** begin Reading text **

But the story didn’t end there.

Fast forward to early June 2014, over a year after Mary’s death.  Apparently, her husband, Bill Pentin, consigned some of Mary’s belongings to an estate sale.  Was it a case of decluttering?  Was Pentin downsizing? Since he, like Mary, graduated from college in 1947, he was also pushing 90 years old by this time.  Did he carefully examine everything that was consigned, or was much of the material consigned precisely because it hadn’t been used/handled/viewed in decades, and therefore couldn’t be very valuable to the family in the first place?

Part of the sale consisted of four of Mary’s photo albums, covering the period from the 1920s to the 1950s, and a 50+ year-old scrapbook. [Perhaps it’s not surprising, given Mary’s later views, that her 12 original notebooks, and the first, Polish, version of the diary are considered “no longer extant.”]

Glen Coghill, a part-time antique/memorabilia dealer, with a specialty in World War II related items, attended the sale and saw, in one of the albums, photos of vintage World War II airplanes.  Interested, and confident he could resell such items for a profit, he submitted the highest—and only—bid for it: a whopping $2.00.  As the winning bidder, Coghill was then given “bidder’s choice.”  That is, the ability to purchase the related albums/scrapbook for the same price.  He agreed to purchase everything, upping his total investment for the day to $10.00.

Only when Coghill returned home was he able to examine his new purchases in detail, including all the press coverage of one “Mary Berg.”  Doing a Google search, he came across Amy Rosenberg’s 2008 article in Tablet magazine entitled “What Happened to Mary Berg?”  It was only then that he realized that Mary Berg was the same person as Mary Pentin, a fellow antiques dealer with whom he was acquainted.

** end Reading text **
** begin Material **

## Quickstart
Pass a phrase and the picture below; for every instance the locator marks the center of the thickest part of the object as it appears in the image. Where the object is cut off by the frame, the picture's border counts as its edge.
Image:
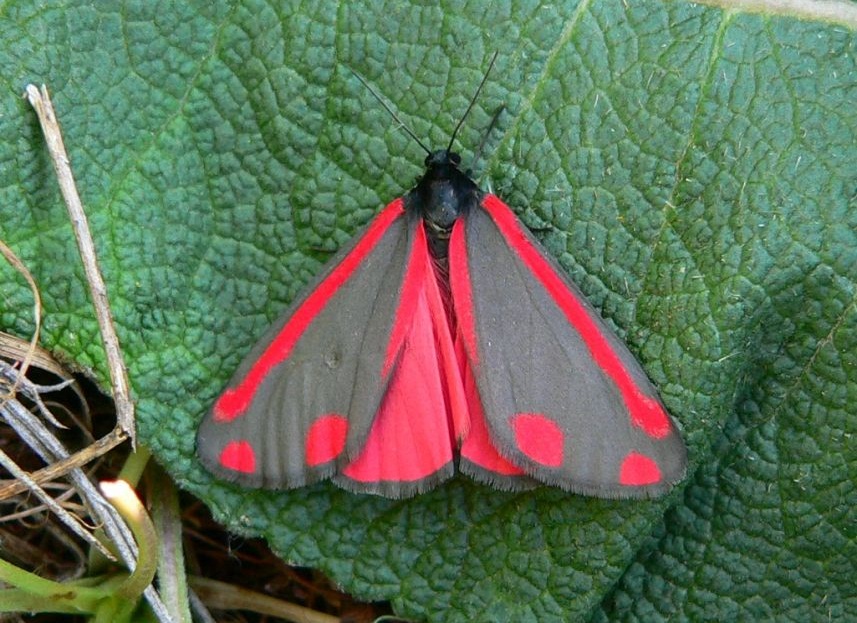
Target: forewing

** end Material **

■ Stated task 1: According to the passage about the sale of Mary Berg's albums, how much did Glen Coghill spend in total that day?
■ Stated task 2: Continue the passage about the sale of Mary Berg's albums from where it stops.

■ Written answer 1: $10.00

■ Written answer 2:
Looking for some guidance regarding his now much more significant purchase, Coghill contacted the staff at Tablet.  He expressed a desire to find a good home for this seemingly valuable material—whether it be a museum or a private collector.

This latest twist in the Mary Berg saga was reported in a new article in Tablet, in June 2014, written by Sara Ivry.  It is not clear what advice, if any, Sara or anyone at Tablet gave to Coghill at this point.  According to a further, November 2014 article in Tablet, Coghill had met with a curator for the U.S. Holocaust Memorial Museum in DC, but in the end decided to place Mary’s items with Doyle, a Manhattan auction house, where the materials were estimated to be worth up to $6,000.  Not a bad return on a $10 investment!

News of the pending Doyle auction set off alarms among Holocaust scholars, fearing that Doyle’s sale might fuel a commercial market in Holocaust-related memorabilia, rather than keeping such items in publicly accessible collections.  The clincher apparently came when the New York Times reached out to Mary’s relatives, who learned about the auction (and the earlier estate sale) for the first time.  They thereupon contacted Doyle.  Given Mary’s decades-long quest for invisibility, the call to Doyle could not have been a friendly one.

Doyle then elected to cancel the proposed auction and released a statement that it was “working with all involved parties toward the goal of finding an appropriate permanent home for the archive.”  Ultimately Doyle brokered a sale to the U.S. Holocaust Memorial Museum for an undisclosed sum (although presumably more than $10.00).  The photo albums and scrapbook can now be viewed on the Museum’s website: Mary Berg collection – Collections Search – United States Holocaust Memorial Museum (ushmm.org)

A local AP reporter who also covered all the twists and turns in the story noted that the handler of the estate sale had been informed by Bill Pentin to throw out whatever items didn’t sell.  He concludes:

“Had Coghill not bought that scrapbook—he was the sole bidder—it would have been sent to the York County Solid Waste Authority’s incinerator.

And we would never have known that Mary Berg had lived among us all these years.

Worse, we would have never known who she was.”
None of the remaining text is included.